:: Fragmento ::
⟨

La gente se arregla todos los días el
pelo, ¿por qué no el corazón? (Proverbio chino)
Vergüenza, incredulidad,
estupefacción, miedo, son algunos de los sentimientos que cualquier persona con
dos dedos de frente habrá sentido al conocer la noticia de la trabajadora
cántabra que fue despedida por faltar a su trabajo el día en el que la iban a
desahuciar. Y es que desde hace algún tiempo los trabajadores y los que, por
desgracia, no lo son, debemos tener presente que tras la última reforma
laboral, las empresas pueden despedir a sus empleados aunque sus ausencias
estén justificadas. Y muchas cosas más.
Yo todavía puedo contar con
gran honor hechos que recuerdo de una antigua empresa en la que llamando por
teléfono a tu jefe y explicándole una situación concreta te decía: Gema, no
pasa nada. Cuídate ese catarro o cuida de tu hija. Mañana nos vemos.

⟩

:: Consigna ::
Repite sin cambios todo lo que hay en el fragmento desde "La gente se" hasta "Mañana nos vemos.".

:: Registros ::
⟨

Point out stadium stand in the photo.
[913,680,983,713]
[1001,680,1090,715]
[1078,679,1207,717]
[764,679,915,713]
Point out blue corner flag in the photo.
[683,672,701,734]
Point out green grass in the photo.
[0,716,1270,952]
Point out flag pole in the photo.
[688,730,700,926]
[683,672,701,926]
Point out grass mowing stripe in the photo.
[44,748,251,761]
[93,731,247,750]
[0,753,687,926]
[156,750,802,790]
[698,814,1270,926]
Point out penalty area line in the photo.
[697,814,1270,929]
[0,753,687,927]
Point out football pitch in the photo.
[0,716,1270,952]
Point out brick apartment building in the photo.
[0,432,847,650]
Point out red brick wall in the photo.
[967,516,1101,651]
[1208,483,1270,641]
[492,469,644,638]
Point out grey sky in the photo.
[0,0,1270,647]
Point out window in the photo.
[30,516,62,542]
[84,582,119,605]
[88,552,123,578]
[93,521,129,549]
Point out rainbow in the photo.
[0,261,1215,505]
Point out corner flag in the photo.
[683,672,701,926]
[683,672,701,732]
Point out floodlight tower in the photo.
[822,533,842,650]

⟩

:: Resultado ::
La gente se arregla todos los días el
pelo, ¿por qué no el corazón? (Proverbio chino)
Vergüenza, incredulidad,
estupefacción, miedo, son algunos de los sentimientos que cualquier persona con
dos dedos de frente habrá sentido al conocer la noticia de la trabajadora
cántabra que fue despedida por faltar a su trabajo el día en el que la iban a
desahuciar. Y es que desde hace algún tiempo los trabajadores y los que, por
desgracia, no lo son, debemos tener presente que tras la última reforma
laboral, las empresas pueden despedir a sus empleados aunque sus ausencias
estén justificadas. Y muchas cosas más.
Yo todavía puedo contar con
gran honor hechos que recuerdo de una antigua empresa en la que llamando por
teléfono a tu jefe y explicándole una situación concreta te decía: Gema, no
pasa nada. Cuídate ese catarro o cuida de tu hija. Mañana nos vemos.